• [WHAT YOU WILL DO]
- A) In the excerpt on Story's talk, what role does Story hold at Atlanta's Perimeter Church?
- B) Decide whether each statement agrees with the excerpt on Story's talk, answering yes or no and quoting the deciding words: (i) Story comes from Spartanburg, S.C.; (ii) Story met Martin at a church youth camp; (iii) her husband's health crisis came during the couple's second year of marriage.

• [DOCUMENT SEGMENT]
-- Opening Marker --

She moved quickly to the heart of her message: “How do you evangelize or live an empowered life when your story doesn’t look like what it was supposed to?”

Calling herself a lifelong Baptist, the Spartanburg, S.C., native who today serves as worship director of Atlanta’s Perimeter Church, recalled people giving testimonies in her childhood church.

“Someone would talk about this really tough thing that happened, and then how they put their trust in Jesus. And all of a sudden, everything is so much better. And they have a time share in Tahiti,” she said with a laugh. The idea that “if you just trust, if you have enough faith, then God will deliver you”  informed her notions of evangelism.

“What the Lord has taught me over the years is that’s not the only kind of testimony,” Story said. “It’s not just trusting him, him fixing it, and then you telling everyone how good God is.”

“We are called to give testimony to the goodness of God in the midst of the trial.”

Even more often, Story said, “We are called to give testimony to the goodness of God in the midst of the trial,” describing her family’s struggles following her husband’s health crisis during their second year of marriage.

Story, a musician, met Martin, a baseball player at a Fellowship of Christian Athletes function during high school.

-- Closing Marker --

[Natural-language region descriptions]
-- Opening Marker --

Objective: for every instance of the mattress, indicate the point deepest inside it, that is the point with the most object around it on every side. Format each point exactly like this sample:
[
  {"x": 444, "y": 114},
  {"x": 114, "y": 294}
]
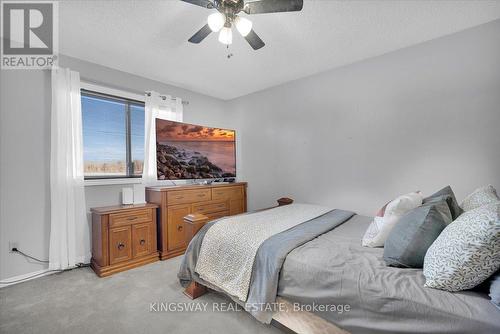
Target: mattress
[{"x": 335, "y": 270}]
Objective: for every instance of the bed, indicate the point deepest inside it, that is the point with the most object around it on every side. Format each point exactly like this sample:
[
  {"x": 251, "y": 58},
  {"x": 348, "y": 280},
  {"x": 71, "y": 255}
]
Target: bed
[{"x": 321, "y": 262}]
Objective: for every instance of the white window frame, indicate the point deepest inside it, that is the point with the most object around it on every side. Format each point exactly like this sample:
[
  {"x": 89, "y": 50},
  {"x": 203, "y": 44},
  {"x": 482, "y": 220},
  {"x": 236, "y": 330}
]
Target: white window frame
[{"x": 119, "y": 93}]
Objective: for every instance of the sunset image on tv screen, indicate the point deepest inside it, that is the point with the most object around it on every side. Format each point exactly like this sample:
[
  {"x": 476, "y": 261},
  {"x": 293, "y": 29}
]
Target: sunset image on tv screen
[{"x": 187, "y": 151}]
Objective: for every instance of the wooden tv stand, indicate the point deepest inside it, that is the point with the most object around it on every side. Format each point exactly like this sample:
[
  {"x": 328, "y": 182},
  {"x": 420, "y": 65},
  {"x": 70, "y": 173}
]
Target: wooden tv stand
[{"x": 214, "y": 200}]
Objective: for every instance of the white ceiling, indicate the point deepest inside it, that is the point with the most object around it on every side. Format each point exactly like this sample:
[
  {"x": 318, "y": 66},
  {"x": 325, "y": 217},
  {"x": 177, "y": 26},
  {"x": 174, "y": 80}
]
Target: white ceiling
[{"x": 149, "y": 38}]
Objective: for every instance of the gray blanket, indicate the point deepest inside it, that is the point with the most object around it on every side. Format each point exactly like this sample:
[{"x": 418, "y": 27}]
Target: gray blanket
[
  {"x": 335, "y": 269},
  {"x": 268, "y": 260}
]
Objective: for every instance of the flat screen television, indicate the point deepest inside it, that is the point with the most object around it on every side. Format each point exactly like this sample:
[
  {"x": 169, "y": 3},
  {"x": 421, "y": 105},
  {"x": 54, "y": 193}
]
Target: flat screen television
[{"x": 187, "y": 151}]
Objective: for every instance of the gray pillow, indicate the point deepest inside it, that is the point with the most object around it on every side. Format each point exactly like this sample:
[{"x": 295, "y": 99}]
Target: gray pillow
[
  {"x": 445, "y": 194},
  {"x": 414, "y": 234},
  {"x": 495, "y": 290}
]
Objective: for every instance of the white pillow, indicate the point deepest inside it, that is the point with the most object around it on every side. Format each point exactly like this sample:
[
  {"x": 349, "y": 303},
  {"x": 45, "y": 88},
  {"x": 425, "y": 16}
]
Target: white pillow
[
  {"x": 480, "y": 197},
  {"x": 467, "y": 252},
  {"x": 379, "y": 230}
]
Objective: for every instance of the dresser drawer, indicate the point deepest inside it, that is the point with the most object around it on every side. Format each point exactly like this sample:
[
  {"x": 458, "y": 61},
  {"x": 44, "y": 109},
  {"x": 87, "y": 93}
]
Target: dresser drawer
[
  {"x": 188, "y": 196},
  {"x": 131, "y": 217},
  {"x": 224, "y": 193},
  {"x": 210, "y": 207},
  {"x": 217, "y": 215},
  {"x": 142, "y": 239},
  {"x": 120, "y": 244}
]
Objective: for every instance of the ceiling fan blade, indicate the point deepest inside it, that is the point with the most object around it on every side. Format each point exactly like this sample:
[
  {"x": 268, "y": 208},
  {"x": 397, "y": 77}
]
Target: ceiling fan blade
[
  {"x": 254, "y": 40},
  {"x": 201, "y": 3},
  {"x": 272, "y": 6},
  {"x": 200, "y": 34}
]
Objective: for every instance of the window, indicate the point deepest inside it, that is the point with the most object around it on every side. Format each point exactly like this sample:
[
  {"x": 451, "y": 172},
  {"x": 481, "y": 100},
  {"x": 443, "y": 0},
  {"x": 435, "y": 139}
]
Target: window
[{"x": 113, "y": 136}]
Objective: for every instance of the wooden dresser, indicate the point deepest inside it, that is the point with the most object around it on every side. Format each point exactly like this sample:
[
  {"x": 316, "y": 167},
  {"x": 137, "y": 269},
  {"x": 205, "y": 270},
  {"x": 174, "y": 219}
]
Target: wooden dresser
[
  {"x": 176, "y": 202},
  {"x": 123, "y": 237}
]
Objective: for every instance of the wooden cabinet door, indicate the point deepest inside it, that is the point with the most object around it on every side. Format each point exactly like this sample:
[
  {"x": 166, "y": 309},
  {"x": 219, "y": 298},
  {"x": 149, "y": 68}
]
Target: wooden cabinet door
[
  {"x": 176, "y": 237},
  {"x": 236, "y": 206},
  {"x": 141, "y": 239},
  {"x": 120, "y": 244}
]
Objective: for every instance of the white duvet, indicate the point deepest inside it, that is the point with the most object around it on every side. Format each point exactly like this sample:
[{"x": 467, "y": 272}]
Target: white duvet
[{"x": 229, "y": 247}]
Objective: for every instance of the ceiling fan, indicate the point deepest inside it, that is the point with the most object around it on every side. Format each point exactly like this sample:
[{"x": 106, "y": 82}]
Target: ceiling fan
[{"x": 226, "y": 16}]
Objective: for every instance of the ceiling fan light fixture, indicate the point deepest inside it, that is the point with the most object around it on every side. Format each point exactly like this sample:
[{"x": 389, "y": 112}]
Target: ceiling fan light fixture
[
  {"x": 216, "y": 21},
  {"x": 243, "y": 25},
  {"x": 226, "y": 36}
]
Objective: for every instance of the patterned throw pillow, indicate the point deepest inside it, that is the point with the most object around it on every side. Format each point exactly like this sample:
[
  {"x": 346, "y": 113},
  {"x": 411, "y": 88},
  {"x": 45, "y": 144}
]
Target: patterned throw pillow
[
  {"x": 467, "y": 252},
  {"x": 480, "y": 197}
]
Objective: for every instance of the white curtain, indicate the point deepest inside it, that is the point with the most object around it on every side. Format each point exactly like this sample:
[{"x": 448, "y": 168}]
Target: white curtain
[
  {"x": 156, "y": 106},
  {"x": 69, "y": 229}
]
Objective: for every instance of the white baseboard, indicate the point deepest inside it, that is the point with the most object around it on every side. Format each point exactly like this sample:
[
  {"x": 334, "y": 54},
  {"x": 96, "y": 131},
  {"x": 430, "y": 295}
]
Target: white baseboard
[{"x": 25, "y": 277}]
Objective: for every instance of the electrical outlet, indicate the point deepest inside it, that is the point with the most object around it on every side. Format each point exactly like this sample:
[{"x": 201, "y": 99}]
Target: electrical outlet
[{"x": 12, "y": 244}]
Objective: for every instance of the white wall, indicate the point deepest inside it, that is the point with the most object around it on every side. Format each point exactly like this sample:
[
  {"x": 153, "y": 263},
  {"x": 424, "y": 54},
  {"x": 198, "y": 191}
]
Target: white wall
[
  {"x": 25, "y": 153},
  {"x": 352, "y": 138},
  {"x": 355, "y": 137}
]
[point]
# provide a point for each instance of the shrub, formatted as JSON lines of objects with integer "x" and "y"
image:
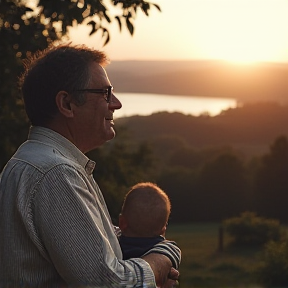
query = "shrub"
{"x": 273, "y": 271}
{"x": 249, "y": 229}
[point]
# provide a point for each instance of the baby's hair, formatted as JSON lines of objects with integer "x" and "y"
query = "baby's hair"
{"x": 146, "y": 209}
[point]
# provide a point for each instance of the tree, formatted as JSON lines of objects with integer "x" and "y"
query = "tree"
{"x": 222, "y": 188}
{"x": 28, "y": 26}
{"x": 271, "y": 189}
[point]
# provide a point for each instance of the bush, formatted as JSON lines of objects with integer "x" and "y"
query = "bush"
{"x": 273, "y": 271}
{"x": 249, "y": 229}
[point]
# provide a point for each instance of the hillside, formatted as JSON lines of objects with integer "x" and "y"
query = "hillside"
{"x": 264, "y": 81}
{"x": 251, "y": 128}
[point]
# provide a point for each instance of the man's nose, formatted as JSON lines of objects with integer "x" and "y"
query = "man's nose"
{"x": 114, "y": 103}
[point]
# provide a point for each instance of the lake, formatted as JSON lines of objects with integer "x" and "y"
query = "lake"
{"x": 146, "y": 104}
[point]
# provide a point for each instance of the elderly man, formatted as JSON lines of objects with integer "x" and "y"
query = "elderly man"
{"x": 55, "y": 227}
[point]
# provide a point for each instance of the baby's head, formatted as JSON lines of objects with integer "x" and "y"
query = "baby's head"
{"x": 145, "y": 211}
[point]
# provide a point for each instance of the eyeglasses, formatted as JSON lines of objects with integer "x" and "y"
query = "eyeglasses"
{"x": 107, "y": 92}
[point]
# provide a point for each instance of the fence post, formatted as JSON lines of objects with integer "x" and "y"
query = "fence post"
{"x": 220, "y": 238}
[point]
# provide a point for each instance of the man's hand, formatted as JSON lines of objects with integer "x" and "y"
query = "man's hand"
{"x": 165, "y": 275}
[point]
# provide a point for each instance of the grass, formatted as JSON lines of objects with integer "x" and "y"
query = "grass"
{"x": 204, "y": 266}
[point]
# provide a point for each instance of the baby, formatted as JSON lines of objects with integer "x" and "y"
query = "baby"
{"x": 143, "y": 222}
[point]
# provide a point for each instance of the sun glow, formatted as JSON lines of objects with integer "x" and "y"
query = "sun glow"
{"x": 242, "y": 31}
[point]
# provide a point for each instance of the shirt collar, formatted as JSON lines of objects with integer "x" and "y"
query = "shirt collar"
{"x": 63, "y": 145}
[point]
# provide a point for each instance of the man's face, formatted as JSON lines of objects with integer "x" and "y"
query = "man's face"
{"x": 95, "y": 118}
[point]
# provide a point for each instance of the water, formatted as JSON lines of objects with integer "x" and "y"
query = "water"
{"x": 146, "y": 104}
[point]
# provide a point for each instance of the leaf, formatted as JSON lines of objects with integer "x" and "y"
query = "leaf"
{"x": 107, "y": 17}
{"x": 157, "y": 6}
{"x": 105, "y": 31}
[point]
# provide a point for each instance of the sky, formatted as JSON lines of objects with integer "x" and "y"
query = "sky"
{"x": 242, "y": 31}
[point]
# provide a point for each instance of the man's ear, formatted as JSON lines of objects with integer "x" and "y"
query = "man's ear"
{"x": 163, "y": 231}
{"x": 122, "y": 223}
{"x": 63, "y": 102}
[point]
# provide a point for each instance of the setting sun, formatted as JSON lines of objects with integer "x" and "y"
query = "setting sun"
{"x": 242, "y": 31}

-- Closing Marker --

• [SOLUTIONS BELOW]
- A) She serves as worship director.

- B)
(i) Yes: "the Spartanburg, S.C., native"
(ii) No: "at a Fellowship of Christian Athletes function during high school"
(iii) Yes: "her husband’s health crisis during their second year of marriage"